#### [Task objective]
Search the data below for "icing"; list each line that holds it.

#### [Source data]
BEGIN

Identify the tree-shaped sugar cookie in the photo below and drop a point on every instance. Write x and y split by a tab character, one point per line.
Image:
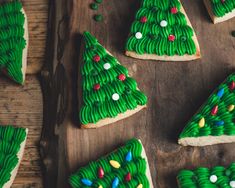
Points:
220	10
214	123
125	167
216	177
108	93
162	31
12	143
13	40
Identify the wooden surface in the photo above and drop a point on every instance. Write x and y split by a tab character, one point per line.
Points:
175	92
22	105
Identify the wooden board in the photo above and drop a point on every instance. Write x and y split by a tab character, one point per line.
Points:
22	105
175	92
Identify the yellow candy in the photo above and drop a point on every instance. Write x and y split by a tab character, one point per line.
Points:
115	164
201	122
230	107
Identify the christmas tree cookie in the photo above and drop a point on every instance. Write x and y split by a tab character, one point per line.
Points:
220	10
162	31
214	123
125	167
12	143
13	40
108	93
217	177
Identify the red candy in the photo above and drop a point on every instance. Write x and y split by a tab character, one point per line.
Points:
232	85
122	77
128	177
171	38
96	87
174	10
100	173
214	110
143	19
96	58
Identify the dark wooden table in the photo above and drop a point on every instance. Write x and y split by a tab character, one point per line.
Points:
175	91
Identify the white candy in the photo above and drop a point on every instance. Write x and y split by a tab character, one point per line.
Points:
107	66
163	23
232	184
138	35
213	178
115	97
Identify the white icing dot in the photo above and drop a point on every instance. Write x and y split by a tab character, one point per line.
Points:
107	66
115	97
213	178
232	184
138	35
163	23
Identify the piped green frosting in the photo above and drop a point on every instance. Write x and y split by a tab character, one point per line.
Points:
12	40
209	122
222	7
10	141
155	38
99	104
136	167
203	177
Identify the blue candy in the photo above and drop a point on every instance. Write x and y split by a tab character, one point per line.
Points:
115	183
86	182
220	93
129	156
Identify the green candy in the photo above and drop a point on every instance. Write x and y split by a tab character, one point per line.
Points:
98	18
94	6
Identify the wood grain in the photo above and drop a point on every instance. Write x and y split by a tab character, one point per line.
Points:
175	91
22	105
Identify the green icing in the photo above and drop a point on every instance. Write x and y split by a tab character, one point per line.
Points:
10	140
137	168
220	8
222	123
12	40
98	104
154	37
200	178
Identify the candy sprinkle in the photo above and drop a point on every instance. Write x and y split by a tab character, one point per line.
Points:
86	182
98	18
214	110
201	123
213	178
220	93
114	164
231	107
129	156
115	182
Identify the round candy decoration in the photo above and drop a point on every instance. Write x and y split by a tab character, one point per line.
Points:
96	87
171	38
115	97
96	58
138	35
174	10
143	19
232	184
213	178
122	77
163	23
107	66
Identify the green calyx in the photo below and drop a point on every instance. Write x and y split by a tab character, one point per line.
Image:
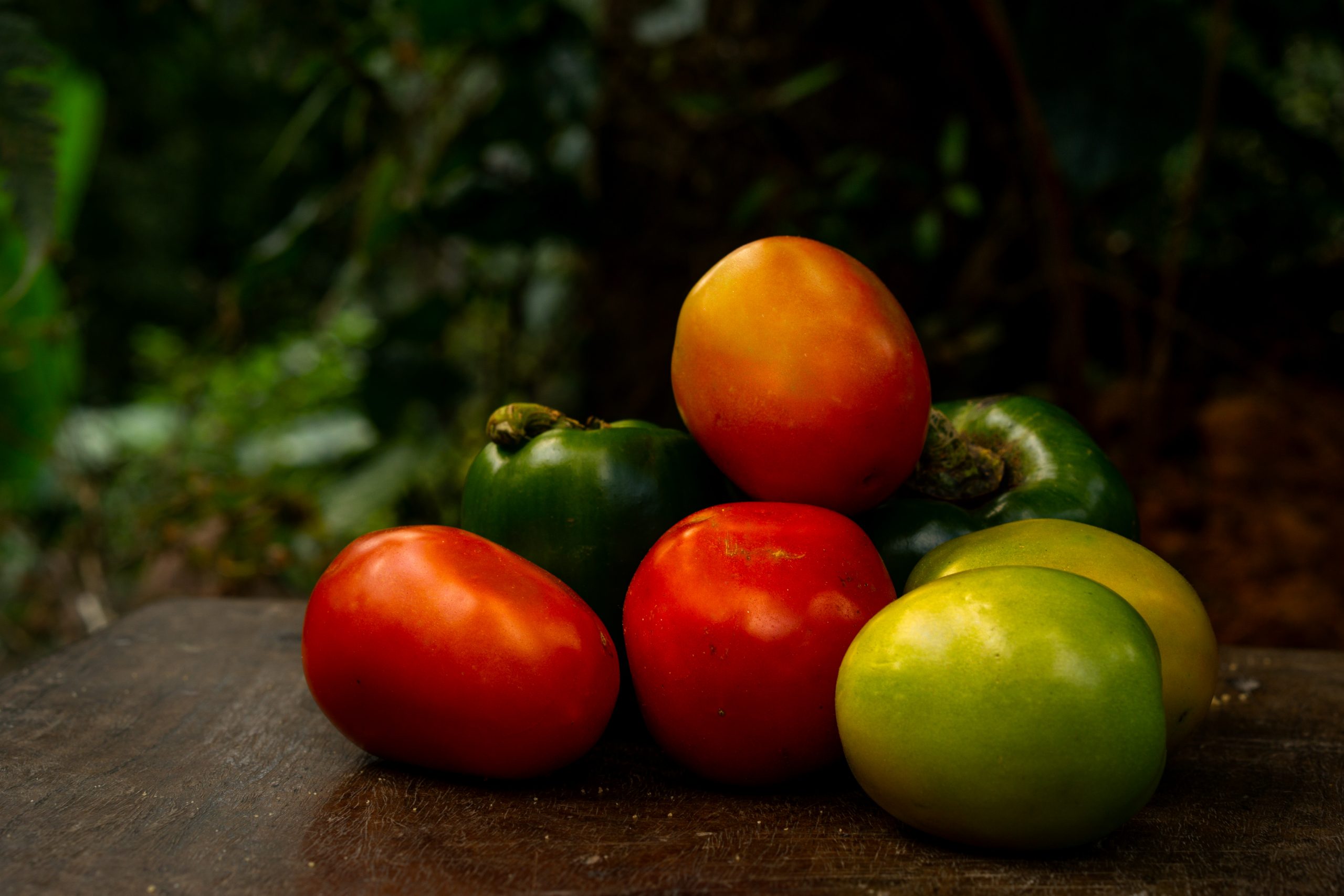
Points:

END

#### [Written answer]
Identify the white icing dot in the photo above and drop a point on every instance. Write x and y split by a tab character, one point per line.
Identify the green icing in the photo above and drop a point on every instance. Write x and y split by a tab character, one point per line.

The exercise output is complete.